Stated task:
In the text on Ukraine below, copy everything from "Perhaps the complex" down to "Ukraine not Russia.)".

Begin Supplied text

Clearly I am not a long time scholar of the Ukraine. I am using Google and Wikipedia, and news articles, so some of my information may be tainted by the sites. I am new to the subject and find it difficult to separate fact from fiction. And I will admit the contrary streak in me has caused me to find information tarnishing the current angelic presentation of Ukrainians. I welcome factual corrections from readers of this piece. However, regardless of my iconoclasm, and probably some mistaken facts, my main purpose is to emphasize how complicated the situation is. And that hasn’t been done by our media.  Even in educated quarters there has been little attempt to move beyond official attitudes.  The truth is the usual, war time propaganda. What to believe  has been been made even more  sacred than global warming. So as the rebel I can’t stop myself from emphasizing Ukrainian evil to level the playing field. The reader be warned. But I will not apologize from my main point, wanting readers to take a better look at official attitudes. Yes the first thing to disappear with war is truth, but we are not at war, so this is the time to have a lusty debate. Important decisions my be ahead.

Perhaps the complex issues are best illustrated by Russian Olympic champion ice skater, Victor Petrenko. Born in the Ukraine to Ukrainian engineers, only Russian was spoken at home. He was sent to a Russian speaking school in the Ukraine. Despite being born and educated in the Ukraine he never learned to speak Ukrainian fluently. As a Russian Olympic champion, as an adult he organized many charitable events for Ukrainian children including a campaign to help those effected by Chernobyl (once more, in the Ukraine not Russia.)

End Supplied text
Begin Provided information

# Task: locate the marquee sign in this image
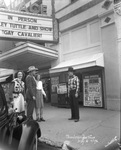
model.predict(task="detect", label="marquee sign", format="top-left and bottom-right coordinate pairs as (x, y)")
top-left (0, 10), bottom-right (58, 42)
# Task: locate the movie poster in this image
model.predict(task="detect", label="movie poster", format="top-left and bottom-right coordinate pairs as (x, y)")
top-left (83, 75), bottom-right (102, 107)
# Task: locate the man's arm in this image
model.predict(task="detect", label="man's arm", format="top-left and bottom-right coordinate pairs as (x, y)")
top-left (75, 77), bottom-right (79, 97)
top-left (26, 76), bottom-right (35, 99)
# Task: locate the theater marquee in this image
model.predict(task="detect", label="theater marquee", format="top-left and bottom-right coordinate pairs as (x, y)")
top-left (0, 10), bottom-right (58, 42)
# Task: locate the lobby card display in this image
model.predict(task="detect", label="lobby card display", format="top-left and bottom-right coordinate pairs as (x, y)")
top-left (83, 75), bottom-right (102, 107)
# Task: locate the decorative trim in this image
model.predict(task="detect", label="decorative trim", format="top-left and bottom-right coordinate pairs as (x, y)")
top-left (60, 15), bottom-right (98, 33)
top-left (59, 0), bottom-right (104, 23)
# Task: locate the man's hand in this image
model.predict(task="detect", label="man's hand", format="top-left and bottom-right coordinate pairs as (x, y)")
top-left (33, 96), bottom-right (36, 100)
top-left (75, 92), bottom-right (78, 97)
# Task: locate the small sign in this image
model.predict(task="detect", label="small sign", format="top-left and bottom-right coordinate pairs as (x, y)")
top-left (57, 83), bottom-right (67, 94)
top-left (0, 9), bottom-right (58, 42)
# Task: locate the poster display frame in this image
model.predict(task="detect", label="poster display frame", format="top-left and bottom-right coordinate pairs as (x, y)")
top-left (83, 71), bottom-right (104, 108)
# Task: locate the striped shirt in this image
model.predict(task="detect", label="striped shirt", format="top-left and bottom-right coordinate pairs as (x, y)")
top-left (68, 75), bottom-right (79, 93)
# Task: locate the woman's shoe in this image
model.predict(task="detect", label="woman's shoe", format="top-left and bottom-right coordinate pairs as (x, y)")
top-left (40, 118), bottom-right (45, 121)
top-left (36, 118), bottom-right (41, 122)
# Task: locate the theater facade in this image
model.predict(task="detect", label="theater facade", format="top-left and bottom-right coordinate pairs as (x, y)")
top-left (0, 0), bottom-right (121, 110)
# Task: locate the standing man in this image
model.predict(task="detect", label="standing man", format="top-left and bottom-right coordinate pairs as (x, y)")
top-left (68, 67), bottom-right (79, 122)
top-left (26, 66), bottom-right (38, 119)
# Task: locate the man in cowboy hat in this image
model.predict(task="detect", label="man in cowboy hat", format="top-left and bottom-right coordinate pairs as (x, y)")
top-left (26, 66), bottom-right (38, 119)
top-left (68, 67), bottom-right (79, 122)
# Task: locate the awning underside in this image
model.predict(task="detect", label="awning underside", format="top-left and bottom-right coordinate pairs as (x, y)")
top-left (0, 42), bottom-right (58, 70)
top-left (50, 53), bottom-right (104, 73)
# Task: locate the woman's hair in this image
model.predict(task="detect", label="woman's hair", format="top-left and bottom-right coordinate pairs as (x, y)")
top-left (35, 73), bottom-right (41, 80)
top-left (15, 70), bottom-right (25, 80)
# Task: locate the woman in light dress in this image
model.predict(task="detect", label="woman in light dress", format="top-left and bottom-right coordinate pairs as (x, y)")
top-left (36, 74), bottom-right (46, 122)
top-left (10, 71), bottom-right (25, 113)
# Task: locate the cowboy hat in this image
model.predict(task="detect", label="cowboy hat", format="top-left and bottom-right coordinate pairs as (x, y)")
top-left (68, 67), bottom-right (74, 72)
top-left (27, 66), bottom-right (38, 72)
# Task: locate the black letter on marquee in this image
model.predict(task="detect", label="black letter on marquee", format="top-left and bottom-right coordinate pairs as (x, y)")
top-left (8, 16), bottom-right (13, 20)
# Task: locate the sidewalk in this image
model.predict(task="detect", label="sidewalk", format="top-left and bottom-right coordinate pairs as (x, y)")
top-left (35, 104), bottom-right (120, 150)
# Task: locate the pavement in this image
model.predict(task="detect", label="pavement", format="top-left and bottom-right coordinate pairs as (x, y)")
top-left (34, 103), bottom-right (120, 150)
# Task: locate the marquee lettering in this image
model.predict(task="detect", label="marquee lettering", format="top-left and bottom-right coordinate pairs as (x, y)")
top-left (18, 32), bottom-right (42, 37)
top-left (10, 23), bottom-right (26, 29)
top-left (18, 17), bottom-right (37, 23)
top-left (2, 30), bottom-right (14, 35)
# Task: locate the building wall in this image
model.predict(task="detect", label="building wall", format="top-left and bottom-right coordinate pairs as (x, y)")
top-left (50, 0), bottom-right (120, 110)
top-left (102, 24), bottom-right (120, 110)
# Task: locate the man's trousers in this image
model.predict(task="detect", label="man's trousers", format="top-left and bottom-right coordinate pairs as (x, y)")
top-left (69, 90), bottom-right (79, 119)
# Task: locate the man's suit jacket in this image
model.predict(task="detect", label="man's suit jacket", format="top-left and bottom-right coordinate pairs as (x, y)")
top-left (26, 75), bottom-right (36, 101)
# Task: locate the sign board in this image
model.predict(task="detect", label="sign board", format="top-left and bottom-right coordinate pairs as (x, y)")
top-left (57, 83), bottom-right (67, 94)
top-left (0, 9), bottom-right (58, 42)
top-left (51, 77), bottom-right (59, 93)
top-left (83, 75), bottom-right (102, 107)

End Provided information
Begin Provided information

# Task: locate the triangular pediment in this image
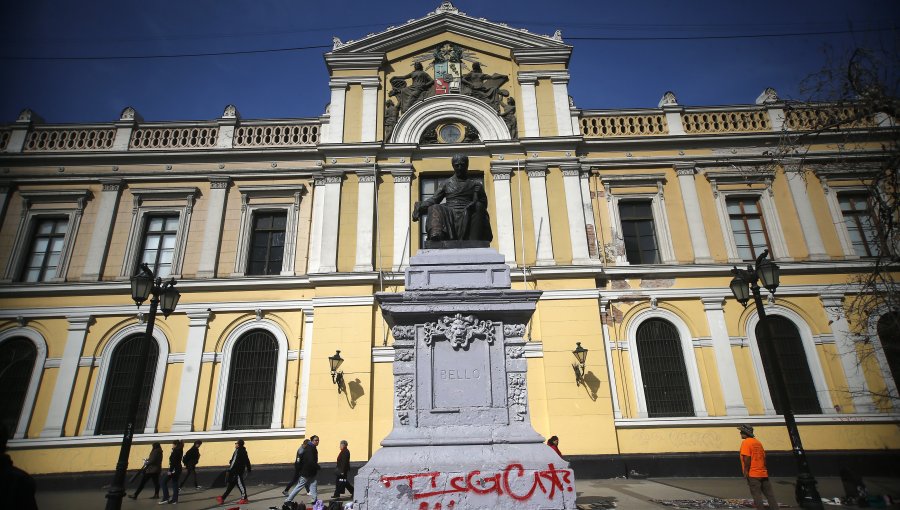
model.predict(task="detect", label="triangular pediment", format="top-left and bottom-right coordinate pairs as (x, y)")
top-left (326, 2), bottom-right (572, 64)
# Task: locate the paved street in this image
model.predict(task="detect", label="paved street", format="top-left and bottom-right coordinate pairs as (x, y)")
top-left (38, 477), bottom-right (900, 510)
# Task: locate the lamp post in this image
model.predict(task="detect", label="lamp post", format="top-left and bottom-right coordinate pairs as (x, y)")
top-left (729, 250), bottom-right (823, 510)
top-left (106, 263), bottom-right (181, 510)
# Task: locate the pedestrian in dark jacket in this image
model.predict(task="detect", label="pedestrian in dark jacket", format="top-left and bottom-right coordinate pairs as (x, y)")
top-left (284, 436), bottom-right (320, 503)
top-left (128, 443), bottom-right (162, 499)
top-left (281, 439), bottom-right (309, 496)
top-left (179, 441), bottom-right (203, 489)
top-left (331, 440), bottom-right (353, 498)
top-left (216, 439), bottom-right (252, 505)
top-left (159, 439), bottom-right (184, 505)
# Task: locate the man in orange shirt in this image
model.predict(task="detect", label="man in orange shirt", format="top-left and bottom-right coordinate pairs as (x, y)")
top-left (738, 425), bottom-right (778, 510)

End Provided information
Begin Provided information

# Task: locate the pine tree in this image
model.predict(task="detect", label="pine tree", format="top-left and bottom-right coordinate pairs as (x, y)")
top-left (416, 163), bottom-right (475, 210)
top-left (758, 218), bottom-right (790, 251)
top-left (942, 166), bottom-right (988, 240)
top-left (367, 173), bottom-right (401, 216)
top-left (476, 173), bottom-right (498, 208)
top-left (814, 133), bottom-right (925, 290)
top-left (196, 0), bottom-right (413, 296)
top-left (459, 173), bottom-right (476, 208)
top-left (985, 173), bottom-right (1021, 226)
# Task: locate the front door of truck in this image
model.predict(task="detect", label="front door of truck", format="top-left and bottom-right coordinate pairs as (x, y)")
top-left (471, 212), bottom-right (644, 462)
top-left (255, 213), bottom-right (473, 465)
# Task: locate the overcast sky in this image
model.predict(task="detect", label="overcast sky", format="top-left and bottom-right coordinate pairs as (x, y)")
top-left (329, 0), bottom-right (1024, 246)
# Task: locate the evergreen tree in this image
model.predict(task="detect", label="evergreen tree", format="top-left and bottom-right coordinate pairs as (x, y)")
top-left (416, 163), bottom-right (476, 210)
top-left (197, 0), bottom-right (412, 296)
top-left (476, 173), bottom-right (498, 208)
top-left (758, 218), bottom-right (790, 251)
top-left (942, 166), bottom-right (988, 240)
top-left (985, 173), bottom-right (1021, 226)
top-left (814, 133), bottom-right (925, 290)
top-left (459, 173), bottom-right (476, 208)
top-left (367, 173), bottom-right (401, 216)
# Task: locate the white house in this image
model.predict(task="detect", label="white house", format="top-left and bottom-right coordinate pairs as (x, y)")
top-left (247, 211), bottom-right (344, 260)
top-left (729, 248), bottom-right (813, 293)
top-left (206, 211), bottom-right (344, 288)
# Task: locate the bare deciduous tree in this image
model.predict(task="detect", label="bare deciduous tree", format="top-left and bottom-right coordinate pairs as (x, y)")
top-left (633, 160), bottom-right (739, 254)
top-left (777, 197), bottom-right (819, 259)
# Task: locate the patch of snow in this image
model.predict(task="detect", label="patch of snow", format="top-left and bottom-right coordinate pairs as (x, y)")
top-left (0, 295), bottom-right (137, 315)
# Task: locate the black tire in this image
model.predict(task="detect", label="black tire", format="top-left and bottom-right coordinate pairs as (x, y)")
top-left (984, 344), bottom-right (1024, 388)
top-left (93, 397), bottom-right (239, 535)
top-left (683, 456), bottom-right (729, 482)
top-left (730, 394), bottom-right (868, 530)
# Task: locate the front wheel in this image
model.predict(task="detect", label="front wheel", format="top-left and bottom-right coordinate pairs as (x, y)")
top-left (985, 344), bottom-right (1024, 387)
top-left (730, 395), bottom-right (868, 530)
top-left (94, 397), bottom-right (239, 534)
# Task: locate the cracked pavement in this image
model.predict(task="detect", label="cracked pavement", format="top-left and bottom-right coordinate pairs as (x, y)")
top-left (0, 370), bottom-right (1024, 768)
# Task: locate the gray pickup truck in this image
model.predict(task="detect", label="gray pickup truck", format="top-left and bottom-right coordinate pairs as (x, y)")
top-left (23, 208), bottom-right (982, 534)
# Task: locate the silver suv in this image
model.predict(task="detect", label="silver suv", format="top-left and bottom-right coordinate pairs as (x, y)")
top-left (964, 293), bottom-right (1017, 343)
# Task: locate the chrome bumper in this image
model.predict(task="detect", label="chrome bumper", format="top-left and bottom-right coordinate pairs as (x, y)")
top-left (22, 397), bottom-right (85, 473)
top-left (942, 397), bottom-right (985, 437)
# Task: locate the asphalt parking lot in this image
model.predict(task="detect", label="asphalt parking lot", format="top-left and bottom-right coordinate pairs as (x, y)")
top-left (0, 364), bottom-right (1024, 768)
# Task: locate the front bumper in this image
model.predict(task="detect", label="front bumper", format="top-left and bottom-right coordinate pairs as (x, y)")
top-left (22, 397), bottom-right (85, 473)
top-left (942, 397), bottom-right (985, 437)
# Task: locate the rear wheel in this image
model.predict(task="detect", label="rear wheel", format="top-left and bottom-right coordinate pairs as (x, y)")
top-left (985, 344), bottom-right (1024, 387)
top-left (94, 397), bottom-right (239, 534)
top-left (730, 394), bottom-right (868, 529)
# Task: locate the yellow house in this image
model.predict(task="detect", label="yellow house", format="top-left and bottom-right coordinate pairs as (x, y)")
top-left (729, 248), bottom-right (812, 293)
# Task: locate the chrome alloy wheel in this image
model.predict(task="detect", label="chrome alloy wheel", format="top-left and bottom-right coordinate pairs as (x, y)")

End Provided information

Output of the task:
Perhaps the complex issues are best illustrated by Russian Olympic champion ice skater, Victor Petrenko. Born in the Ukraine to Ukrainian engineers, only Russian was spoken at home. He was sent to a Russian speaking school in the Ukraine. Despite being born and educated in the Ukraine he never learned to speak Ukrainian fluently. As a Russian Olympic champion, as an adult he organized many charitable events for Ukrainian children including a campaign to help those effected by Chernobyl (once more, in the Ukraine not Russia.)